> **Excerpted text**:

More Washington students are taking and passing Advanced Placement (AP) exams, according to a national report released today by the College Board.
AP exams, which are offered in 34 subjects, are given each May and are scored on a scale of one to five. Many high schools offer AP classes in one or more of the subjects tested. The courses are widely considered to be a “gold standard” for high school students seeking academic rigor, and colleges can award credits to high school graduates based on how well they score on AP tests.
Because a central source of demographic data for nonpublic schools is not available for all states, the College Board report released today represents public school students only.
The report shows that 20,581 Washington students (or 32.8 percent) in the class of 2012 took at least one AP exam. That number is up from 8,513 (or 14.6 percent) in 2002.
In 2012, 20.0 percent of Washington’s 12th graders scored a three or greater on an AP test – the minimum score needed for college credit. In 2002, only 9.6 percent scored as well.

> **Exercise set**:
**1.** According to the AP exam report, how many Washington students in the class of 2012 took at least one AP exam?
**2.** Pick up the AP exam report after its final sentence and carry it forward.
The listing that comes next is unrelated to the AP exam report.

(Saved entries)

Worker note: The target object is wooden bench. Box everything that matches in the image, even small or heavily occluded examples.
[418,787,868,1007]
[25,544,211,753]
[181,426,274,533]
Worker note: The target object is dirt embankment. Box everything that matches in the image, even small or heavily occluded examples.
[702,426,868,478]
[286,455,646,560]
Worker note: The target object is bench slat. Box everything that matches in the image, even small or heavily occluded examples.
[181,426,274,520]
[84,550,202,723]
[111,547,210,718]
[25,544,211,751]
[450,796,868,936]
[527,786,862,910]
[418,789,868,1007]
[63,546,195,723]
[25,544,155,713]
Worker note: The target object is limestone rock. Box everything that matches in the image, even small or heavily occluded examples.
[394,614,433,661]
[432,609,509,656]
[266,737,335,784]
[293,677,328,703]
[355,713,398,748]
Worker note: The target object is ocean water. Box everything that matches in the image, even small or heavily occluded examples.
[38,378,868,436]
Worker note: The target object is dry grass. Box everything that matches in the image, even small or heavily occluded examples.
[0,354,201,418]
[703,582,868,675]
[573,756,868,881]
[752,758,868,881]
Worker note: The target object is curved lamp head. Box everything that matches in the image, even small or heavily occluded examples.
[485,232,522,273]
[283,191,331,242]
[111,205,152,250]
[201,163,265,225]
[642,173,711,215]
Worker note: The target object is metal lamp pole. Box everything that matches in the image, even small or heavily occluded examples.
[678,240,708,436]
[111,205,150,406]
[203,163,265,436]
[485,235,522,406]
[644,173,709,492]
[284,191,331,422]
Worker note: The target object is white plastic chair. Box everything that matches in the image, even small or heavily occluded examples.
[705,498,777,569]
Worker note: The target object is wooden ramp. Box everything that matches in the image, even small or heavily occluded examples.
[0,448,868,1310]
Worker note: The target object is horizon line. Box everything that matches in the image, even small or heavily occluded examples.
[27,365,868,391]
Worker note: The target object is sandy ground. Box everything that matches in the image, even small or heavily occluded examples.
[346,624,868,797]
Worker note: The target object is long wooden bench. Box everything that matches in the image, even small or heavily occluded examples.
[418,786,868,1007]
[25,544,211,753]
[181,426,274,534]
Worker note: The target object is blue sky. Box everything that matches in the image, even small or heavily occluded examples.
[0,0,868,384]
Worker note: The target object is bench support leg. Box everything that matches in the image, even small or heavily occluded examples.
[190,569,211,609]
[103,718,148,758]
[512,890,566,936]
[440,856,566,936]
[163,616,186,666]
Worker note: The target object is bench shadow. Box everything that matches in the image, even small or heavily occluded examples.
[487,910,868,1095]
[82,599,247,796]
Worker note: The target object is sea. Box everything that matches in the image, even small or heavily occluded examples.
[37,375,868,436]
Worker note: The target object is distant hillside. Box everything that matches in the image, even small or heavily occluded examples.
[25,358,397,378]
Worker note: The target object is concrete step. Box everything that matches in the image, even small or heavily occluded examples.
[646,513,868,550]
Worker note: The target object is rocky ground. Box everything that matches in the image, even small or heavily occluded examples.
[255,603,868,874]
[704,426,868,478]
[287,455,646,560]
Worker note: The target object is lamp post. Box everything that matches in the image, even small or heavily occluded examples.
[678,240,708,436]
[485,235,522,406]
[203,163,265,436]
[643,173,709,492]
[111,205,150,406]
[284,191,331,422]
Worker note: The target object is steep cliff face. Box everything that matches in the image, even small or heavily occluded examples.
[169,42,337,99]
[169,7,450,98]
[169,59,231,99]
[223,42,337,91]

> **Results by task**:
**1.** 20,581 students, or 32.8 percent, took at least one AP exam.

**2.**
The 10.4 percentage-point increase in the past 10 years ranks Washington eighth among all states, in terms of percentage increase. The national average increase for the same period was 7.9 percent.
Washington ranked 15th in the nation, with the greatest number of 12th graders (20.0 percent) scoring three or greater on AP exams – Maryland was first at 29.6 percent. The national average was 19.5 percent.
The most popular AP exams for Washington’s class of 2012 were (in order): English language, U.S. history, English literature, calculus AB, U.S. government and politics, world history, biology, statistics, chemistry and psychology, according to the state Office of the Superintendent of Public Instruction.